╭─ Passage cité

Les Etats-Unis mettent la pression sur le président Volodimir Zelensky pour qu'il accepte leur plan de règlement du conflit russo-ukrainien, un projet qui fait la part belle aux revendications du Moscou et a pris de court les Européens, occupés à forger une réponse commune posant leurs conditions.

Selon deux sources au fait du dossier, Washington brandit la menace d'une rupture du partage des renseignements militaires avec Kyiv et des livraisons d'armes s'il ne consent pas à son plan en 28 points.

S'exprimant sous le sceau de l'anonymat, elles ont déclaré à Reuters que la pression américaine n'avait jamais été telle envers le chef de l'Etat ukrainien, dont la Maison blanche attend qu'il signe un accord-cadre d'ici le jeudi 27 novembre.

Des consultations ont eu lieu jeudi à Kyiv entre Volodimir Zelensky et des émissaires du Pentagone. "Nous travaillons sur le document préparé par la partie américaine. Ce doit être un plan qui assure une paix digne et réelle", a-t-il écrit prudemment vendredi sur X.

Déstabilisé par un scandale de corruption à grande échelle en Ukraine et l'avancée des forces russes sur le territoire national, le président ukrainien s'est dit prêt la veille à un "travail constructif et honnête" avec Washington.

L'ambassadeur des Etats-Unis en Ukraine et le responsable de la communication de l'armée américaine, qui faisaient partie de la délégation, ont décrit la réunion comme un succès et ont fait état d'un "calendrier agressif" pour la mise en oeuvre du plan.

"CONSENSUS"

Les Vingt-Sept, tenus à l'écart, tentaient de faire front commun face à ce nouveau camouflet diplomatique, refusant d'endosser la "capitulation" inscrite entre les lignes du plan. Mais les réactions se sont succédé en ordre dispersé vendredi.

Le chancelier allemand Friedrich Merz, le président français Emmanuel Macron et le Premier ministre britannique Keir Starmer se sont entretenus vendredi par téléphone avec le président ukrainien auquel ils ont renouvelé leur soutien et rappelé leur volonté d'"une paix juste et durable".

╰─
╭─ Liste fournie

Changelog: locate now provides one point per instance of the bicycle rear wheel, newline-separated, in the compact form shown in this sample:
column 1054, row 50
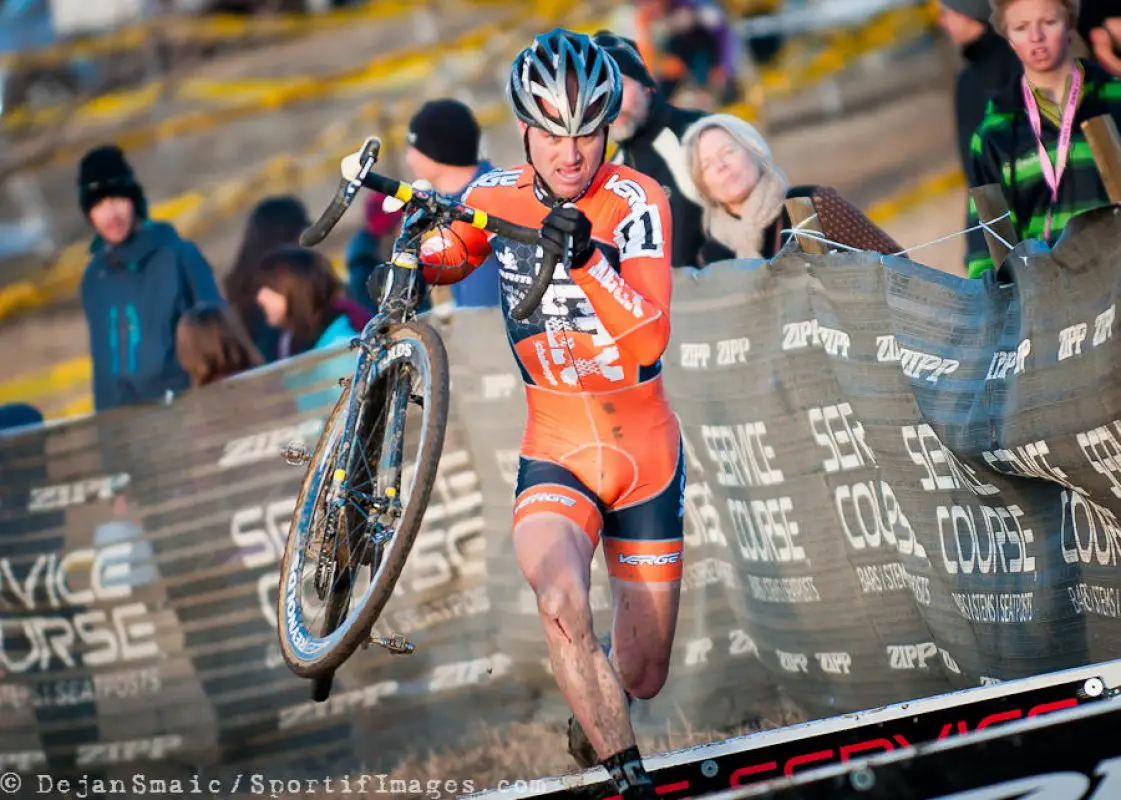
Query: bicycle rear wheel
column 413, row 372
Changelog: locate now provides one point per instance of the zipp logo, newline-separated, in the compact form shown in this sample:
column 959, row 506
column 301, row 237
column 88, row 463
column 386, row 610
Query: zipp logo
column 641, row 560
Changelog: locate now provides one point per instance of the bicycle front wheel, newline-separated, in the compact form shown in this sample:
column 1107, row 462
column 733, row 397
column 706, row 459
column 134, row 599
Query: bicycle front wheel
column 354, row 526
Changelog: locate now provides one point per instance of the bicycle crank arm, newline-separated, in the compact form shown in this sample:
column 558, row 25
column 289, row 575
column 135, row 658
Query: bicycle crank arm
column 397, row 644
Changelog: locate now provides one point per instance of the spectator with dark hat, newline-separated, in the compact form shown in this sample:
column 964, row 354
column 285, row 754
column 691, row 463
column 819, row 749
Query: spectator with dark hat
column 444, row 149
column 139, row 281
column 648, row 132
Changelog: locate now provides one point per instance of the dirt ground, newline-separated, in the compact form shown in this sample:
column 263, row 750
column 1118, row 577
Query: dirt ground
column 528, row 751
column 881, row 146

╰─

Travail demandé
(a) Indique si chacune des affirmations suivantes concorde avec l'article sur le plan américain pour l'Ukraine, en répondant par oui ou par non et en citant mot pour mot les termes de l'article qui tranchent. (i) Washington menace de cesser de partager ses renseignements militaires avec Kyiv. (ii) La Maison blanche attend un accord-cadre d'ici le vendredi 27 novembre. (iii) Les consultations de Kyiv ont réuni Volodimir Zelensky et des émissaires du Département d'État.
(b) Réécris l'extrait de l'article sur le plan américain pour l'Ukraine qui va de « Selon deux sources » à « jeudi 27 novembre. » en remplaçant « Washington » par « l'administration américaine ».
(c) Rédige la suite de l'article sur le plan américain pour l'Ukraine à partir de sa dernière phrase.

Résultats dans l'ordre
(a)
(i) Oui : « Washington brandit la menace d'une rupture du partage des renseignements militaires avec Kyiv »
(ii) Non : « d'ici le jeudi 27 novembre »
(iii) Non : « entre Volodimir Zelensky et des émissaires du Pentagone »

(b)
Selon deux sources au fait du dossier, l'administration américaine brandit la menace d'une rupture du partage des renseignements militaires avec Kyiv et des livraisons d'armes s'il ne consent pas à son plan en 28 points.

S'exprimant sous le sceau de l'anonymat, elles ont déclaré à Reuters que la pression américaine n'avait jamais été telle envers le chef de l'Etat ukrainien, dont la Maison blanche attend qu'il signe un accord-cadre d'ici le jeudi 27 novembre.

(c)
Ils ont "réaffirmé que toutes les décisions ayant des implications pour les intérêts de l'Europe et de l'Otan nécessitent le soutien conjoint et le consensus des partenaires européens et des alliés de l'Otan respectivement", selon un communiqué de la présidence française.

Rien ne peut être décidé sans l'Ukraine, avait répété avant eux la présidente de la Commission européenne, Ursula von der Leyen, à Johannesburg pour le sommet du G20 qui s'ouvre samedi.

Elle a précisé que les dirigeants européens discuteraient du plan avec le président ukrainien en marge du sommet du G20. Le président du Conseil européen, Antonio Costa, a concédé que l'UE n'avait pas pris connaissance du plan et qu'il était donc prématuré de commenter l'initiative américaine.

Une source proche du dossier a dit à Reuters que des représentants américains devaient présenter le plan, divulgué dans plusieurs médias, vendredi aux ambassadeurs des pays de l'UE à Kyiv.

Le Kremlin, qui observe une précautionneuse distance, a fait savoir pour sa part qu'il n'avait pas été destinataire à ce stade d'un document officiel en provenance des Etats-Unis et qu'il escomptait une "décision responsable" de l'Ukraine.

"GAGNANT-GAGNANT"

"C'est un moment très dangereux pour tous", a souligné vendredi la Haute représentante de l'Union européenne pour les Affaires étrangères et la Politique de sécurité.

"Nous voulons tous que cette guerre finisse, mais le comment importe. La Russie n'a aucun droit légal à des concessions de la part du pays qu'elle a envahi, c'est à l'Ukraine de décider in fine des termes d'un accord", a déclaré Kaja Kallas à des journalistes.

L'ex-ministre de la Défense Roustem Oumerov, aujourd'hui secrétaire du Conseil de sécurité nationale ukrainien, a précisé vendredi dans un communiqué sur Telegram que la partie ukrainienne "étudiait toujours avec soin les propositions de ses partenaires et qu'elle attendait la même attitude envers elle".

Il a fait état de discussions exclusivement "techniques" en rappelant les attentes inconditionnelles de Kyiv : "souveraineté, sécurité du peuple et une paix juste".

Il a démenti avoir apporté son blanc-seing, comme l'affirmait jeudi un haut responsable américain, au projet de la Maison blanche. "Durant ma visite aux Etats-Unis, mon rôle était technique : organiser des réunions et préparer le dialogue. Je n'ai livré aucune évaluation, encore moins aucun assentiment sur quelque point", s'est-il défendu.

Le projet américain, dont Reuters a consulté une copie, prévoit notamment que Kyiv cède à la Russie la totalité du Donbass (les oblasts de Donetsk et Louhansk), dans l'est de l'Ukraine, reconnaisse l'annexion de la Crimée et réduise de manière significative la taille de son armée.

L'effectif militaire ukrainien serait limité à 600.000 hommes. Près d'un million de recrues combattent dans les forces armées ukrainiennes face à un ennemi supérieur en nombre sur une ligne de front longue de plus de 1.200 kilomètres.

L'Ukraine recevrait de "robustes garanties de sécurité" - elles ne sont pas détaillées - et s'engagerait aux termes du plan à renoncer à adhérer à l'Otan.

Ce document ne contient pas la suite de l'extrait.